Provided entries: Begin
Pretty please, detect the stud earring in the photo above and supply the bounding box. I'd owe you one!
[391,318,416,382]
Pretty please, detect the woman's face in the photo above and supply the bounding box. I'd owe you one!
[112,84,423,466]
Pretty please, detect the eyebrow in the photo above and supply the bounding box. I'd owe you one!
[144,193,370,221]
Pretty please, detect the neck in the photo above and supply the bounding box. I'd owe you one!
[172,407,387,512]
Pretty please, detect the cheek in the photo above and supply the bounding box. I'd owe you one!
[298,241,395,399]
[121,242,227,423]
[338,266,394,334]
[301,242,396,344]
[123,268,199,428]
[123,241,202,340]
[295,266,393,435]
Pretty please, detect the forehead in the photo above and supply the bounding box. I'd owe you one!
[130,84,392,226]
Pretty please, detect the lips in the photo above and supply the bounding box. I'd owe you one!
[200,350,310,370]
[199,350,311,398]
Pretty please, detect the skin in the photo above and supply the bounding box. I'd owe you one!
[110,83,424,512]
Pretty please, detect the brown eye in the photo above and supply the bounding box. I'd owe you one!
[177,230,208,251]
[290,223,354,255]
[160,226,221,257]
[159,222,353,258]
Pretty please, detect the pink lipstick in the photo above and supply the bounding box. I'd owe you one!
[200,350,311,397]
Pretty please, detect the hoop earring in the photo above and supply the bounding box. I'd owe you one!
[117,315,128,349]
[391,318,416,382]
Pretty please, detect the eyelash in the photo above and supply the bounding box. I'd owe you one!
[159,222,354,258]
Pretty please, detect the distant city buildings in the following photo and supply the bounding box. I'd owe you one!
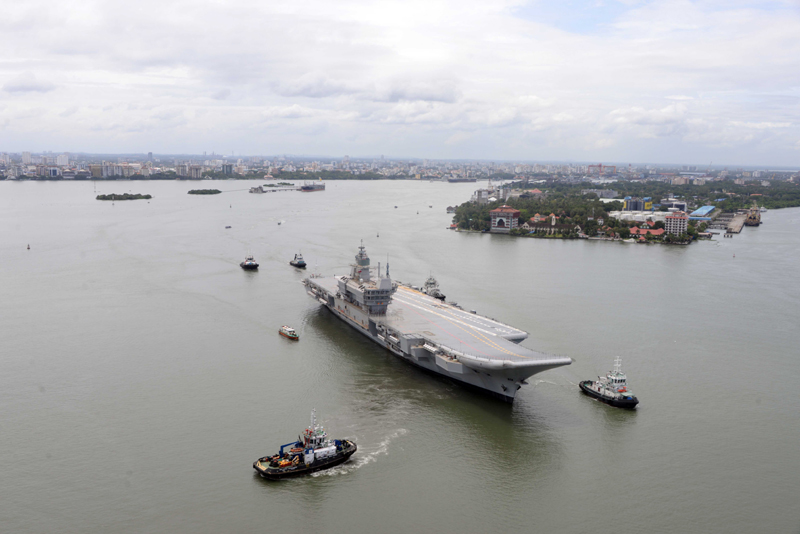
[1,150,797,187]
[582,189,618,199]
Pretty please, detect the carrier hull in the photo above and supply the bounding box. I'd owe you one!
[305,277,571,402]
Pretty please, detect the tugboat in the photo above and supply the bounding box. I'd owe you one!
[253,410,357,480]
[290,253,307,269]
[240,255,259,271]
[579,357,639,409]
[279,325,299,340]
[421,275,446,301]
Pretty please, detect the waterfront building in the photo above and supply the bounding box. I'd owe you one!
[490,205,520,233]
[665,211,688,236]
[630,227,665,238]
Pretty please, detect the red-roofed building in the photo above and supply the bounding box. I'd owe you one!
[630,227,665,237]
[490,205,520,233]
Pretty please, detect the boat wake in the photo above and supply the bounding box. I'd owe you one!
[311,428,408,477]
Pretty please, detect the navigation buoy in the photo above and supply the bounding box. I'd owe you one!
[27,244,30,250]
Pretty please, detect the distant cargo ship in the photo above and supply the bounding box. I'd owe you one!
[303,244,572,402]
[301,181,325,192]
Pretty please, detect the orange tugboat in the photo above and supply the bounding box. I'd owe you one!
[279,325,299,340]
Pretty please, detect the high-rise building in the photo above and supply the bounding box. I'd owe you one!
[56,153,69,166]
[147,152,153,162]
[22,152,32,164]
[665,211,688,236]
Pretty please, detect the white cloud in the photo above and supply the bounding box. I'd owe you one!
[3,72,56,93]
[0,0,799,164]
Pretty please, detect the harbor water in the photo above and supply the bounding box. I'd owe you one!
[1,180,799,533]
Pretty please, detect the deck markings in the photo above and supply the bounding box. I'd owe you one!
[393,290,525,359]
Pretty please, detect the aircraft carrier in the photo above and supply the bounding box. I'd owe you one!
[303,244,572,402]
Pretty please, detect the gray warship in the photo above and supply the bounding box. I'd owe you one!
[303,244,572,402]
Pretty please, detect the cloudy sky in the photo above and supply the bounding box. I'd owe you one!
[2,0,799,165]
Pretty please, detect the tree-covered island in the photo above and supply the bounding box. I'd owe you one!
Provided entries: End
# Your assignment
From the line holding "Pretty please, detect the gray" to the last line of the records, quote each line exactly and add nothing.

# Your solution
Pretty please, detect the gray warship in the photo above and supply the bounding box. I'd owe you one!
[303,244,572,402]
Pretty please, detect the cloudy sky in the photo above and supply the bounding box. I'd owe you one!
[2,0,799,165]
Pretty please, detect the tree-covered island in the photo above and supply the bounding box. I'd owe you one!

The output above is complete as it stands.